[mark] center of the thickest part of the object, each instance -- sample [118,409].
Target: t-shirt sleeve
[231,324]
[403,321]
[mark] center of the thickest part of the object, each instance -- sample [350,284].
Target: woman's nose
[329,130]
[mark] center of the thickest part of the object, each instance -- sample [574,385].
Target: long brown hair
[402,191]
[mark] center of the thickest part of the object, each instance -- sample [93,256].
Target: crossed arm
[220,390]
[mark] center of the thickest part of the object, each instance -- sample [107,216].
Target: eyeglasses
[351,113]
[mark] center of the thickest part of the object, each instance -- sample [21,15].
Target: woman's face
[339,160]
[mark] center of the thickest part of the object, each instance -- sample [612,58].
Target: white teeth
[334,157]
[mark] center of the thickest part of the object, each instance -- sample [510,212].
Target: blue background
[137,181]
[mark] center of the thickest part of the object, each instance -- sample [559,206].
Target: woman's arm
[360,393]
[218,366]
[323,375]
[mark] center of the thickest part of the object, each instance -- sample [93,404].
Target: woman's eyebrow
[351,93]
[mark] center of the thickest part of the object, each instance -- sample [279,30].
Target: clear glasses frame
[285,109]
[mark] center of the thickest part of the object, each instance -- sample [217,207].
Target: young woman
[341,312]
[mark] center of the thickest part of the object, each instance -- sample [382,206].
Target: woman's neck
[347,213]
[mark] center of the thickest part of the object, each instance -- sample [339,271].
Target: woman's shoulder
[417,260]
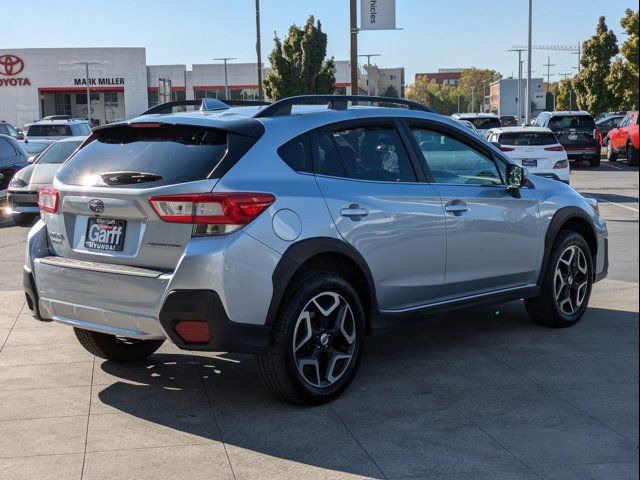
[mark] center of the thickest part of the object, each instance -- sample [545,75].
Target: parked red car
[624,140]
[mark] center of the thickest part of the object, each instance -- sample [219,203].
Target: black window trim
[354,123]
[462,137]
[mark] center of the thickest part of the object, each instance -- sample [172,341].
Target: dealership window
[63,104]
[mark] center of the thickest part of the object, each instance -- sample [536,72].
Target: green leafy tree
[622,80]
[591,83]
[441,98]
[391,92]
[566,95]
[474,82]
[298,63]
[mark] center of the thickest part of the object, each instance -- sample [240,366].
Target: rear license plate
[105,234]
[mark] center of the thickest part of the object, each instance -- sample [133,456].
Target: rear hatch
[574,131]
[533,149]
[103,209]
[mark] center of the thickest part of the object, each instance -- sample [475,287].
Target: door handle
[354,211]
[456,207]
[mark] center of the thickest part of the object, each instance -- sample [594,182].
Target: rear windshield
[528,138]
[583,122]
[485,123]
[58,152]
[169,154]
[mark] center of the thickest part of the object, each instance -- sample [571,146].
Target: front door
[493,238]
[378,206]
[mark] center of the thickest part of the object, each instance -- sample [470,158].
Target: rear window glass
[58,152]
[572,121]
[528,138]
[49,131]
[485,123]
[167,154]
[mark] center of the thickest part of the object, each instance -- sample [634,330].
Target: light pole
[259,52]
[86,72]
[226,79]
[527,110]
[369,55]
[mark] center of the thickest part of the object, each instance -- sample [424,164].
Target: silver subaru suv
[294,230]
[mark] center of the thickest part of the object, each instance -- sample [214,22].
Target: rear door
[493,238]
[382,208]
[104,213]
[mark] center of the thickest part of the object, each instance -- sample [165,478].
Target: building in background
[504,96]
[38,82]
[444,76]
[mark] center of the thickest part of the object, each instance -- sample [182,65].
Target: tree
[473,84]
[566,95]
[298,63]
[622,80]
[391,92]
[591,83]
[441,98]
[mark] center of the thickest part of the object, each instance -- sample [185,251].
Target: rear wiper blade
[122,178]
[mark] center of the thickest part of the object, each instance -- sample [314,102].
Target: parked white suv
[535,148]
[57,127]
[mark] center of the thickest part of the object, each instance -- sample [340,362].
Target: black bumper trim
[31,295]
[206,306]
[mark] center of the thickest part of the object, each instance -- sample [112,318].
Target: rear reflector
[220,213]
[193,331]
[48,198]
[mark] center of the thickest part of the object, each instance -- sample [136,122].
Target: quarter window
[373,152]
[453,162]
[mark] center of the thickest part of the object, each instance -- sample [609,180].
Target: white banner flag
[378,14]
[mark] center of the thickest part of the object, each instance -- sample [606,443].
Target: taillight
[48,198]
[561,165]
[212,213]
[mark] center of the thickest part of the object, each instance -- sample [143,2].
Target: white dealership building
[36,82]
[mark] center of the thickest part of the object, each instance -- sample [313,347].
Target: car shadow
[213,397]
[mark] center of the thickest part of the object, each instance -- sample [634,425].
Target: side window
[453,162]
[7,152]
[297,154]
[374,152]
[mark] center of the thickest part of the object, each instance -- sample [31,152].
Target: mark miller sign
[378,14]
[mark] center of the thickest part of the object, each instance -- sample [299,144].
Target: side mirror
[517,177]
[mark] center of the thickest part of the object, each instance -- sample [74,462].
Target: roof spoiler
[334,102]
[206,105]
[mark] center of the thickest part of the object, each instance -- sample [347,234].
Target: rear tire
[632,155]
[567,283]
[611,155]
[316,342]
[23,219]
[115,349]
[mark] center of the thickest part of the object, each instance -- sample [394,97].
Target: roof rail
[334,102]
[206,105]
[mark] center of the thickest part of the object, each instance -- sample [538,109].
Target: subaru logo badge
[96,206]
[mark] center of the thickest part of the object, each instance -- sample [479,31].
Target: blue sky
[436,34]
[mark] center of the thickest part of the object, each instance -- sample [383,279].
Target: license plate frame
[105,234]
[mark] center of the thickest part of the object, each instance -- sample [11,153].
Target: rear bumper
[146,304]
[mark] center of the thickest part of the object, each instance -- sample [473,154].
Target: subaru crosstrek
[294,231]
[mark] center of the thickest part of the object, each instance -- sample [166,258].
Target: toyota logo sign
[10,65]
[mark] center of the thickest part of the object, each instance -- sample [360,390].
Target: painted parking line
[617,204]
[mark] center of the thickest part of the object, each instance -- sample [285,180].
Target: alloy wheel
[571,280]
[324,339]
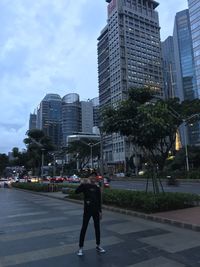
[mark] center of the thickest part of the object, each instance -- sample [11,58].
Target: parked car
[56,179]
[74,179]
[5,182]
[106,184]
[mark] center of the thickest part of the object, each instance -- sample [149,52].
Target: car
[106,184]
[74,179]
[5,183]
[56,179]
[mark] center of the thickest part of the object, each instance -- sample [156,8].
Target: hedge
[133,200]
[40,187]
[146,202]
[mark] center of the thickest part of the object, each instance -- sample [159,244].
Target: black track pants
[86,218]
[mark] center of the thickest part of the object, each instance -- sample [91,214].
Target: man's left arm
[99,202]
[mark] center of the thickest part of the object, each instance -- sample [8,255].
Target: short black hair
[92,174]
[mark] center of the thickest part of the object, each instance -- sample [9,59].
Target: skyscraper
[194,11]
[32,121]
[71,116]
[186,79]
[49,118]
[86,116]
[169,68]
[129,55]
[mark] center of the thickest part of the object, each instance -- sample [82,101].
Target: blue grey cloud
[50,46]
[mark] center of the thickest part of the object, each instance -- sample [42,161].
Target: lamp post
[42,163]
[186,146]
[185,121]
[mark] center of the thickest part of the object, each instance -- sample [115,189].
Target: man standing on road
[92,208]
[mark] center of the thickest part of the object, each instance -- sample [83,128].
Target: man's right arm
[79,189]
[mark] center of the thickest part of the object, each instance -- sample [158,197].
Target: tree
[37,144]
[80,150]
[149,122]
[4,161]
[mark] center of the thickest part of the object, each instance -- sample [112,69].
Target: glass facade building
[186,79]
[71,116]
[49,118]
[169,69]
[86,116]
[194,11]
[32,121]
[129,55]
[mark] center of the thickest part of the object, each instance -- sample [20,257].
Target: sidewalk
[185,218]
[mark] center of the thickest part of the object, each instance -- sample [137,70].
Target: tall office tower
[95,110]
[186,81]
[86,116]
[194,11]
[129,55]
[32,121]
[71,116]
[49,118]
[169,68]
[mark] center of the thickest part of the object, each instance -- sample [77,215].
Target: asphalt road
[185,187]
[37,231]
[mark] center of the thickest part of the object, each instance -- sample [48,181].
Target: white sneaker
[100,249]
[80,252]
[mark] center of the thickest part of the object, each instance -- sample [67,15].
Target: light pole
[185,121]
[186,146]
[42,164]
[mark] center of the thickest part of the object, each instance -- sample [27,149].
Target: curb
[145,216]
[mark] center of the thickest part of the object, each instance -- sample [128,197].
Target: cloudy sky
[49,46]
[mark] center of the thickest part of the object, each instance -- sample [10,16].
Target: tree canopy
[150,122]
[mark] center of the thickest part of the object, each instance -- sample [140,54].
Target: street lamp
[184,121]
[42,165]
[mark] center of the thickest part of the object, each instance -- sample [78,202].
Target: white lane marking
[34,221]
[39,233]
[27,214]
[41,254]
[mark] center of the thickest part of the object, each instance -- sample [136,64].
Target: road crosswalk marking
[13,224]
[41,254]
[27,214]
[39,233]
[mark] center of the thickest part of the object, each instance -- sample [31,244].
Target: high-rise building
[186,79]
[194,11]
[169,68]
[129,55]
[95,111]
[71,116]
[49,118]
[32,121]
[186,82]
[86,116]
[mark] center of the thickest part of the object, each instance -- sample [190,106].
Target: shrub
[146,202]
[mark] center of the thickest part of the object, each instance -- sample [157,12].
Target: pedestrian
[92,208]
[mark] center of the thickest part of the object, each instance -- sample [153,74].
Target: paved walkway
[184,218]
[41,231]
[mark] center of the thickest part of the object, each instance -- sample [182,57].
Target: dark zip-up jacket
[92,197]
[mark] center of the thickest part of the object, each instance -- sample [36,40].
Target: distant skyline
[50,46]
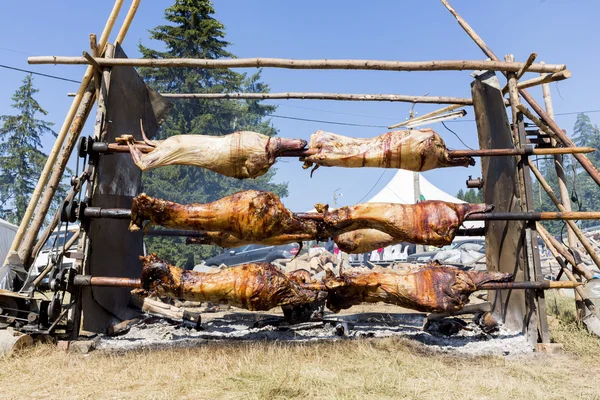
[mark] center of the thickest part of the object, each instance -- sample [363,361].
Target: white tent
[401,189]
[7,234]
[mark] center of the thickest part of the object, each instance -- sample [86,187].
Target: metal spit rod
[108,281]
[101,147]
[124,213]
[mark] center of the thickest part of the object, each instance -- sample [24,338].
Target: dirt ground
[358,368]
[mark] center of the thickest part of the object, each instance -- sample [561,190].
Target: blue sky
[559,31]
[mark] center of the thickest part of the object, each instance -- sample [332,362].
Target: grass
[383,368]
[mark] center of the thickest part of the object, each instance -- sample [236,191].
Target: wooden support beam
[378,65]
[323,96]
[540,80]
[428,115]
[576,231]
[544,235]
[127,22]
[54,152]
[525,67]
[92,61]
[538,122]
[561,248]
[560,135]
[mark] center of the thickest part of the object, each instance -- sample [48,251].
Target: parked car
[55,242]
[471,244]
[253,253]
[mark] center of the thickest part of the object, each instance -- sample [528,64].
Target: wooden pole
[62,133]
[127,22]
[540,80]
[575,229]
[538,122]
[555,77]
[580,268]
[534,216]
[58,170]
[323,96]
[524,151]
[561,136]
[379,65]
[425,116]
[555,253]
[559,167]
[525,67]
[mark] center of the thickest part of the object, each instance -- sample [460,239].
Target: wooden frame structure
[493,128]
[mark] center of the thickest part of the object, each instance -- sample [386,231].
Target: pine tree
[194,33]
[585,189]
[21,160]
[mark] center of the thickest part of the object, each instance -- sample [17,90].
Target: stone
[82,346]
[550,348]
[315,265]
[63,345]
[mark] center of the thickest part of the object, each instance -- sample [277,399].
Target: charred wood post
[56,149]
[576,231]
[561,136]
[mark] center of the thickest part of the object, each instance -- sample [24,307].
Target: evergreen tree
[194,33]
[21,160]
[586,191]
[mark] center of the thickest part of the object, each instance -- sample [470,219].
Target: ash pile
[187,324]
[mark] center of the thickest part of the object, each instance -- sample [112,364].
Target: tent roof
[400,189]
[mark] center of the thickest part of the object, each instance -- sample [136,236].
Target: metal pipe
[543,285]
[107,281]
[113,213]
[100,147]
[533,216]
[124,213]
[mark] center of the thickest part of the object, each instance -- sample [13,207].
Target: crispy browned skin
[414,150]
[227,240]
[254,217]
[429,222]
[431,288]
[250,216]
[255,287]
[364,240]
[240,154]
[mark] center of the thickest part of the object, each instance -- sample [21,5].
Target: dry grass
[383,368]
[564,328]
[387,368]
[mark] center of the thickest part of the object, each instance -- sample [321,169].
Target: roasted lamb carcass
[239,155]
[364,241]
[414,150]
[227,240]
[428,222]
[255,287]
[247,217]
[430,288]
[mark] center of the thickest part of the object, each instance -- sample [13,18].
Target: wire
[326,122]
[458,137]
[370,190]
[15,51]
[40,74]
[337,112]
[286,105]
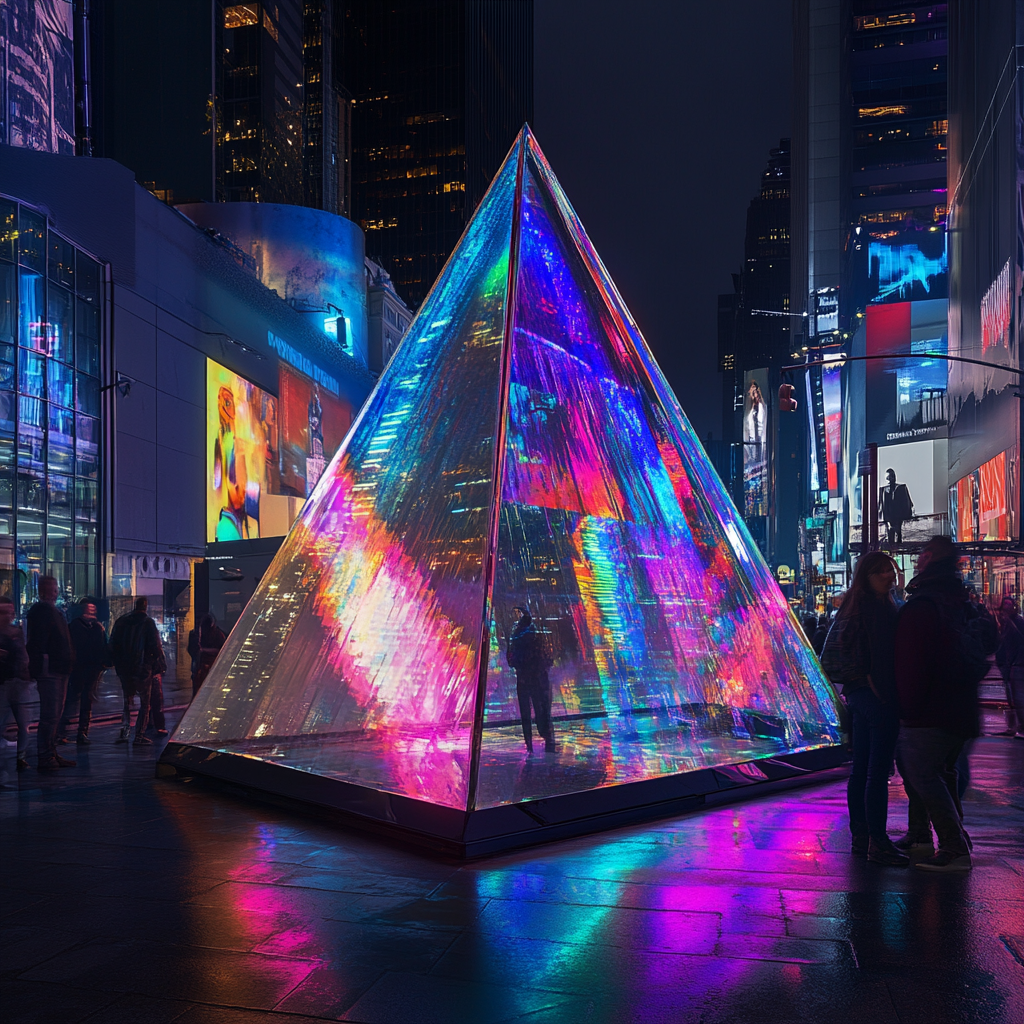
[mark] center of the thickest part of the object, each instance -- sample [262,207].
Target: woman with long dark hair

########

SHORT TASK — Each line from the one that contains "-- sample [112,364]." through the end of the records should be restated exactly; include both end lines and leave any pictures out.

EXPECTED ANSWER —
[mark] center of the thickest part of the object, each instance -- sample [112,364].
Target: tent roof
[400,189]
[mark] center of the thickest part of the object, each instance -- sample [136,236].
Target: metal pipe
[543,285]
[107,281]
[113,213]
[100,147]
[533,216]
[124,213]
[mark] center of the thickest part of the object, each instance -- sample [13,207].
Target: crispy browned skin
[414,150]
[227,240]
[254,217]
[429,222]
[431,288]
[250,216]
[255,287]
[364,240]
[240,154]
[mark] center of the thickest part of the object, each instance -- sample [21,5].
Target: dry grass
[383,368]
[564,328]
[387,368]
[mark] center of the thickest part of the object, each instance -- sample [321,169].
Target: roasted lamb carcass
[239,155]
[364,241]
[414,150]
[227,240]
[428,222]
[255,287]
[247,217]
[430,288]
[mark] center of the thickest part of the object, each instance -- sample [13,18].
Target: wire
[326,122]
[458,137]
[370,190]
[15,51]
[40,74]
[337,112]
[286,105]
[mark] center of the thickest part of the object, each instance -- sample [262,207].
Target: woman with long dark hair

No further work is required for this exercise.